== Segment start ==

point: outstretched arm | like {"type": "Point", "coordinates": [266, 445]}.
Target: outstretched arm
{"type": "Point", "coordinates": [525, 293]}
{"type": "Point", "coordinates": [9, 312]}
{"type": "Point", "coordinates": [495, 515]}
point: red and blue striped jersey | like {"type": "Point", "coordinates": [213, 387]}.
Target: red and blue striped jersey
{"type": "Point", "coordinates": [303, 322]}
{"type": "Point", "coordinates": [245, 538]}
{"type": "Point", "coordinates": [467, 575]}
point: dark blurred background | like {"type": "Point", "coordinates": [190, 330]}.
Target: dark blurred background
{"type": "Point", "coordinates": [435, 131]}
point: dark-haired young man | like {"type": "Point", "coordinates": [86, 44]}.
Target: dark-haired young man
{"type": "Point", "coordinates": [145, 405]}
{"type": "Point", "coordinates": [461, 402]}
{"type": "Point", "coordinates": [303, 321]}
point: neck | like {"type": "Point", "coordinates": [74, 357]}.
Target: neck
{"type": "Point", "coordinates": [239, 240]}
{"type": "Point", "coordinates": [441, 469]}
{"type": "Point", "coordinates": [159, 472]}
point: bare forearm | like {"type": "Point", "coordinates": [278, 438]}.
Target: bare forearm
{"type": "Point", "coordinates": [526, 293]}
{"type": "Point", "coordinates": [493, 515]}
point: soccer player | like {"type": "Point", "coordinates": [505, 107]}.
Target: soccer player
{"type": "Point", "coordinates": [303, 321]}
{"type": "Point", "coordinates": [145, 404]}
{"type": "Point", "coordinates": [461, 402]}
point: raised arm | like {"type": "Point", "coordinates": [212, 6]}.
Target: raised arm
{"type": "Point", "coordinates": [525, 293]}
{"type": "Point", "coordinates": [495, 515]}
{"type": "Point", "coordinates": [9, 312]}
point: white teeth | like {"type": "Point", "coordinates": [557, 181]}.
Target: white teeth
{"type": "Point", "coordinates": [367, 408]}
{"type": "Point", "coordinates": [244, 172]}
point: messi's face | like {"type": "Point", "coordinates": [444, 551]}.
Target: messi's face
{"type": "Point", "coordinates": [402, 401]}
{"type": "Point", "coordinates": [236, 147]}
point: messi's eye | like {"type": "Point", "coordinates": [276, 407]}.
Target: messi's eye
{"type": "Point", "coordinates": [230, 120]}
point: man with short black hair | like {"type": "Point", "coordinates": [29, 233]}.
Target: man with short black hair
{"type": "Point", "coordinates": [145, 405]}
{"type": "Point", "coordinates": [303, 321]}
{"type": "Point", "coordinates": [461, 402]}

== Segment end ==

Reproduce the data in its entirety, matching each character.

THE ANSWER |
point: outstretched arm | like {"type": "Point", "coordinates": [266, 445]}.
Target: outstretched arm
{"type": "Point", "coordinates": [525, 293]}
{"type": "Point", "coordinates": [9, 312]}
{"type": "Point", "coordinates": [495, 515]}
point: red and blue striped jersey | like {"type": "Point", "coordinates": [213, 387]}.
Target: red and blue striped jersey
{"type": "Point", "coordinates": [303, 322]}
{"type": "Point", "coordinates": [245, 538]}
{"type": "Point", "coordinates": [467, 575]}
point: dark blurred background | like {"type": "Point", "coordinates": [190, 330]}.
Target: dark blurred background
{"type": "Point", "coordinates": [435, 131]}
point: dark-haired young man | like {"type": "Point", "coordinates": [86, 44]}.
Target: dark-haired young man
{"type": "Point", "coordinates": [145, 405]}
{"type": "Point", "coordinates": [461, 402]}
{"type": "Point", "coordinates": [303, 321]}
point: neck | like {"type": "Point", "coordinates": [74, 357]}.
Target: neck
{"type": "Point", "coordinates": [239, 240]}
{"type": "Point", "coordinates": [441, 469]}
{"type": "Point", "coordinates": [159, 472]}
point: bare forearm | like {"type": "Point", "coordinates": [278, 438]}.
Target: bare forearm
{"type": "Point", "coordinates": [526, 293]}
{"type": "Point", "coordinates": [493, 515]}
point: soccer player | like {"type": "Point", "coordinates": [505, 107]}.
Target: soccer player
{"type": "Point", "coordinates": [303, 321]}
{"type": "Point", "coordinates": [145, 404]}
{"type": "Point", "coordinates": [461, 402]}
point: raised arm | like {"type": "Point", "coordinates": [212, 6]}.
Target: raised arm
{"type": "Point", "coordinates": [525, 293]}
{"type": "Point", "coordinates": [495, 515]}
{"type": "Point", "coordinates": [9, 312]}
point: white teeth | like {"type": "Point", "coordinates": [557, 181]}.
Target: white teeth
{"type": "Point", "coordinates": [367, 408]}
{"type": "Point", "coordinates": [244, 172]}
point: messi's face | like {"type": "Point", "coordinates": [444, 551]}.
Target: messi's face
{"type": "Point", "coordinates": [402, 401]}
{"type": "Point", "coordinates": [236, 147]}
point: messi's eye | like {"type": "Point", "coordinates": [276, 407]}.
Target: messi's eye
{"type": "Point", "coordinates": [230, 120]}
point: man with short black hair | like {"type": "Point", "coordinates": [29, 233]}.
Target: man with short black hair
{"type": "Point", "coordinates": [145, 405]}
{"type": "Point", "coordinates": [303, 321]}
{"type": "Point", "coordinates": [461, 402]}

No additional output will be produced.